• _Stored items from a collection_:
#####

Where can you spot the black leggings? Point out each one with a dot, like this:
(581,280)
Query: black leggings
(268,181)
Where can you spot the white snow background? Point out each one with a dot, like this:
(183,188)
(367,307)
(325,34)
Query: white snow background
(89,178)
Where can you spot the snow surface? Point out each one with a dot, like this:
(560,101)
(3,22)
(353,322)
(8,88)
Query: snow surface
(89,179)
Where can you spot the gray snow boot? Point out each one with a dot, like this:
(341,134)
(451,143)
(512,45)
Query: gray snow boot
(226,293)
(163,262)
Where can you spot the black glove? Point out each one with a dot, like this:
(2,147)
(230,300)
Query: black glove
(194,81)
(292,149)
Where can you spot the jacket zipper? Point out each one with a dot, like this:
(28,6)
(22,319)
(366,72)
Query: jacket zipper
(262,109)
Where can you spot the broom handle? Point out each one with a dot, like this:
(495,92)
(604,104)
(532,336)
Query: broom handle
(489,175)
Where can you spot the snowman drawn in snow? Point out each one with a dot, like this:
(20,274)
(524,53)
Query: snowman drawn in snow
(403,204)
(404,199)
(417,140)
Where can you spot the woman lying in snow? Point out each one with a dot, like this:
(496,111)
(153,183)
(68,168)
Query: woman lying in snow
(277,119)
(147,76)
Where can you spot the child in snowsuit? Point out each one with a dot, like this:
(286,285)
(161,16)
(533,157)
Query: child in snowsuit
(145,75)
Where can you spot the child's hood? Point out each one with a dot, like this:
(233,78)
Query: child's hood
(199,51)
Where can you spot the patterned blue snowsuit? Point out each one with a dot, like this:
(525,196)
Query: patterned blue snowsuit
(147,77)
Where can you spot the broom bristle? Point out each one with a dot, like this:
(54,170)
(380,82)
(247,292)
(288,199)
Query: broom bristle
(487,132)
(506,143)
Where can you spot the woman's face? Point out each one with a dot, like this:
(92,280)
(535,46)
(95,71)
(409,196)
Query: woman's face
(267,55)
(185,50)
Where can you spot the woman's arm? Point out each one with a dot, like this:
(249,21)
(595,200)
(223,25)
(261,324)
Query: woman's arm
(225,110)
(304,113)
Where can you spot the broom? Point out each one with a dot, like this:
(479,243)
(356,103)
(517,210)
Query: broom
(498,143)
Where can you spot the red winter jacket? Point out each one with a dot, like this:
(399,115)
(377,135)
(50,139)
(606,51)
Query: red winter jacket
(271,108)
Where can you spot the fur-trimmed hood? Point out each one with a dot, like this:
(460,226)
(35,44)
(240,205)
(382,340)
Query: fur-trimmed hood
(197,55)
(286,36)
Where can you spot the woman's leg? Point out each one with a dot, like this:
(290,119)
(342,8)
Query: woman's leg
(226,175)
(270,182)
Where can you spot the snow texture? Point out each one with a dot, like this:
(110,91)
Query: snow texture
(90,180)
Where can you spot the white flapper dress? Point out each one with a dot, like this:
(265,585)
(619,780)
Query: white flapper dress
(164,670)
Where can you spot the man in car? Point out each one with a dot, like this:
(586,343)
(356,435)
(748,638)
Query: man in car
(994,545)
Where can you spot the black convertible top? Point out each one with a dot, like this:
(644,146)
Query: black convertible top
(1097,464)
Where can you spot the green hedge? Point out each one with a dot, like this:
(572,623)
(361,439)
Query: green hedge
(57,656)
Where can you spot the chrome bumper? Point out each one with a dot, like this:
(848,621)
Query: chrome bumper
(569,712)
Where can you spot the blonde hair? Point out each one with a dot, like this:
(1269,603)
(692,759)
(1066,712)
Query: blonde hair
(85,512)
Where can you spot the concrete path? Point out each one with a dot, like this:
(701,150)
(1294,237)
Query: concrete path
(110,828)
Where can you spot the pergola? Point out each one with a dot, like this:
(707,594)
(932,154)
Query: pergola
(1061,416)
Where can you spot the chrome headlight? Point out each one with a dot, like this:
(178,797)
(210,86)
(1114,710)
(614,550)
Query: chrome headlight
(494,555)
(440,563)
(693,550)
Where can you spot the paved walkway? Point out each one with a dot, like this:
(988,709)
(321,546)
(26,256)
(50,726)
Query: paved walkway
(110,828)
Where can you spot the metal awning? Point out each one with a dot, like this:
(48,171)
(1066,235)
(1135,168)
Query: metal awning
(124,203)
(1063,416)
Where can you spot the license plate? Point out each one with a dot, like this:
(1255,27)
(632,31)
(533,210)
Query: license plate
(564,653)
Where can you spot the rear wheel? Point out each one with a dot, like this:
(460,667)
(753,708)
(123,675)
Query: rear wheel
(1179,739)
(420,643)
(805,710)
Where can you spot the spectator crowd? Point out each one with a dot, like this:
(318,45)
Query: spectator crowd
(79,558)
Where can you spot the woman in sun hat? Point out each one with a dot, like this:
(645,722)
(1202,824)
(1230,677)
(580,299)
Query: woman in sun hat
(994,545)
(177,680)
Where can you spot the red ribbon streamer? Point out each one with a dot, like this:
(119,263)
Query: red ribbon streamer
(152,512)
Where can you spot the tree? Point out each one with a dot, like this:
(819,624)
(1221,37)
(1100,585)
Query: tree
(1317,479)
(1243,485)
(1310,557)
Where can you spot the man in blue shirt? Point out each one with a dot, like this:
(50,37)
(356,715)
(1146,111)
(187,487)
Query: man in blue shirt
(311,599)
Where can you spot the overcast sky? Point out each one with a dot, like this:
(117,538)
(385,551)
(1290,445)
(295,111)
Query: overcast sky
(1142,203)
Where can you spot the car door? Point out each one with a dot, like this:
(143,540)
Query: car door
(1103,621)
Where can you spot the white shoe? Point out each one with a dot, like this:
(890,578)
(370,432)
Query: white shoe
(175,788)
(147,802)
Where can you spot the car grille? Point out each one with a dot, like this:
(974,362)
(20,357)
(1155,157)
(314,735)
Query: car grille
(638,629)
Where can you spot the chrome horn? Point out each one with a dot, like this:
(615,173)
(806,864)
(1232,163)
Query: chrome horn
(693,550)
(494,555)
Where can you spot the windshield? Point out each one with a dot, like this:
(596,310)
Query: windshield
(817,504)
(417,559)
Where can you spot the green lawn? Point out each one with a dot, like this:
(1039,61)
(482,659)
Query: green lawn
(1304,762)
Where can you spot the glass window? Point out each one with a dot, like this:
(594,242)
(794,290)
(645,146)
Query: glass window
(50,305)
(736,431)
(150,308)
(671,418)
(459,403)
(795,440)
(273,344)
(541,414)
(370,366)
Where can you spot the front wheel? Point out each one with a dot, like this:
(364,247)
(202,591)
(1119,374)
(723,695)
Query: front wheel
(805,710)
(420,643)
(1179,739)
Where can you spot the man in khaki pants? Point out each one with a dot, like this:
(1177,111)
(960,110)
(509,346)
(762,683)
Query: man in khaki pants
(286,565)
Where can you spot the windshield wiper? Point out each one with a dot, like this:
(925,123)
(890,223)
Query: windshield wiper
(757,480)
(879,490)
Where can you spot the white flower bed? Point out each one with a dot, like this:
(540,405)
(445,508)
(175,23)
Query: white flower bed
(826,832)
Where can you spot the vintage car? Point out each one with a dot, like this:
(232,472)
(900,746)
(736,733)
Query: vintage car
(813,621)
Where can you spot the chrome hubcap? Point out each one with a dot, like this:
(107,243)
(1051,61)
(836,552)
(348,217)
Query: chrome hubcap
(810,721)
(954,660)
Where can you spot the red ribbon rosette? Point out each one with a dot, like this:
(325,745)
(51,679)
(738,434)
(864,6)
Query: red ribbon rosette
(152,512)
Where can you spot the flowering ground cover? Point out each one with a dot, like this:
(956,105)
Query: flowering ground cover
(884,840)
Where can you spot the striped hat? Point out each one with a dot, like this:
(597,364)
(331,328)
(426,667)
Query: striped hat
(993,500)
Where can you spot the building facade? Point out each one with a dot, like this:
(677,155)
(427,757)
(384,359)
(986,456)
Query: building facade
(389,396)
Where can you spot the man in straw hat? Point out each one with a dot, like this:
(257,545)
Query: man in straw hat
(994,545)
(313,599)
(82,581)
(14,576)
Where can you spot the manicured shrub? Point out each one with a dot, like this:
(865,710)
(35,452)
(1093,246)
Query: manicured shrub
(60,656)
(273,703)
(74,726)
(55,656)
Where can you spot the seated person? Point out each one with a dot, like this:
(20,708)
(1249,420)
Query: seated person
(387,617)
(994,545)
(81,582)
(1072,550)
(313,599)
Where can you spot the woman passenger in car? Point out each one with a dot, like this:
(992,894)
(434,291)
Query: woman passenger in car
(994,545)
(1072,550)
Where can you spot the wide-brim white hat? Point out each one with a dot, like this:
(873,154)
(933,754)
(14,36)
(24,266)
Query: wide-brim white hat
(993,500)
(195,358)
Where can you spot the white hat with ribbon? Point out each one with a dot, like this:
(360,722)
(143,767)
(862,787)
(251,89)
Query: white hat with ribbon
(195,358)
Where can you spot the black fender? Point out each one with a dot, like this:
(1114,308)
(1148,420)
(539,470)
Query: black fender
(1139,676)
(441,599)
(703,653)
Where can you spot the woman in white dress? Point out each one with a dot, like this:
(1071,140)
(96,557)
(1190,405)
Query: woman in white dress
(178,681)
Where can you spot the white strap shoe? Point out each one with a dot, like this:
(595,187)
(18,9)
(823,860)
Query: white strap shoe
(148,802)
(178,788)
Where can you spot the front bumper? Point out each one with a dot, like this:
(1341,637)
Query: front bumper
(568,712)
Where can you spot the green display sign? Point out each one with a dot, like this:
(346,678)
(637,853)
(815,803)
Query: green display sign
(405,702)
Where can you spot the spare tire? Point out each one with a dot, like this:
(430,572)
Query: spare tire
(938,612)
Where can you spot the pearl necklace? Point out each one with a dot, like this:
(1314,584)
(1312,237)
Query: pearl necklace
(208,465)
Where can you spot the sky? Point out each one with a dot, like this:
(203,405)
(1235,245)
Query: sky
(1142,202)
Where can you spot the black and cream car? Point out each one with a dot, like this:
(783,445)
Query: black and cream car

#####

• _Exercise task_: Every line from the one containing "Where can you spot the seated" through the end of the data must be repeated exactly, and no other line.

• _Reply to the task_:
Where can you spot the seated person? Point out each one with a dot, like this:
(20,708)
(1249,420)
Query: seated person
(387,617)
(994,545)
(81,582)
(1072,550)
(313,599)
Where can you spot the woman passenger in car? Point out each one with a dot, like this:
(992,894)
(434,291)
Query: woman passenger in car
(994,545)
(1072,550)
Where can you spot the wide-brim white hat? Point out each one with a dot, like this:
(873,154)
(933,754)
(14,36)
(24,266)
Query: wide-brim white hat
(993,500)
(195,358)
Where can you spot the white hat with ribbon? Point out each one with a dot, like this:
(360,722)
(143,767)
(862,787)
(251,89)
Query: white hat with ribbon
(195,358)
Where can you spot the black fender? Point out each one with a dot, like this:
(1114,308)
(1148,420)
(539,470)
Query: black fender
(1139,676)
(441,599)
(703,653)
Where can you spot the woman in white dress? Point out each one with a dot, like this:
(1071,140)
(96,557)
(1190,405)
Query: woman in white dress
(178,681)
Where can you spot the white strap shoe? Point out each one with a dot, like this:
(595,187)
(18,9)
(823,860)
Query: white strap shoe
(148,802)
(178,788)
Where can you spot the front bumper? Point out each one with a dot, like this:
(1341,637)
Query: front bumper
(568,712)
Where can you spot the green display sign? Point out each one with a dot, like this:
(346,678)
(637,853)
(815,803)
Query: green display sign
(405,702)
Where can you spot the spare tire? Point out each one with a dot, like this:
(430,572)
Query: spare tire
(938,612)
Where can you spot the pearl necklace? Point out each one with a dot, like this:
(1314,584)
(1312,237)
Query: pearl necklace
(208,465)
Where can you spot the sky? Point out each one with a dot, like this:
(203,405)
(1235,245)
Query: sky
(1142,202)
Where can you spot the black and cream car? Point out each one with a dot, like this:
(783,445)
Query: black and cream car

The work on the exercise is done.